Source records
--

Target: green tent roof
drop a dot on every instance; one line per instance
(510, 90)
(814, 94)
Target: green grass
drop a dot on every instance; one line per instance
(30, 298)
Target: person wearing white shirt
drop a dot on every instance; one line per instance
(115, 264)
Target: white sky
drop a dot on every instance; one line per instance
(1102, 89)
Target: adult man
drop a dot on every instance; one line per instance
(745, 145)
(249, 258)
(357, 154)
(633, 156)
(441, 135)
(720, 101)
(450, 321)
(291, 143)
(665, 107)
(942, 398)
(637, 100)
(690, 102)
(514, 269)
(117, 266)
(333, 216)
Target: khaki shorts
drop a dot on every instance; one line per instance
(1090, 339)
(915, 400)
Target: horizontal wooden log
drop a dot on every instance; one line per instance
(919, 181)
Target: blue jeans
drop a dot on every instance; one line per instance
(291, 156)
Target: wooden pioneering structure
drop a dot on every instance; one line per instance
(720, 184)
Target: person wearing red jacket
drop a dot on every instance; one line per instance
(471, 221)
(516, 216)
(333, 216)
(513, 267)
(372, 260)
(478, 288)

--

**WHAT TO DO**
Taking care to match every character, output all of the entries above.

**THE COMPLETED TASK**
Target: green tent roof
drop a dot on every instance; one line per instance
(510, 90)
(814, 94)
Target: green grass
drop a dot on every instance; one line per instance
(30, 298)
Target: person wearing white shirt
drop a dot on every instance; one line per instance
(115, 264)
Target: white sky
drop a dot on every instance; one line per instance
(1102, 89)
Target: adult man
drop a dot on every instance; one line per instance
(745, 145)
(249, 258)
(357, 154)
(633, 156)
(441, 135)
(720, 101)
(450, 321)
(291, 143)
(665, 107)
(942, 398)
(637, 100)
(690, 102)
(514, 269)
(117, 266)
(333, 216)
Target: khaki shorts
drop a dot on every instance; one line per instance
(1090, 339)
(915, 400)
Target: horizontal wooden log
drop a dot on every instance; one line per instance
(919, 181)
Target: blue jeans
drop a dot on every instance; one line per instance
(291, 156)
Target: wooden pioneering structure
drop a dot on every instance; one line per instance
(720, 184)
Target: person wearing red jacket
drop a dot on every instance; one line per instance
(471, 221)
(516, 216)
(333, 216)
(513, 267)
(372, 260)
(478, 288)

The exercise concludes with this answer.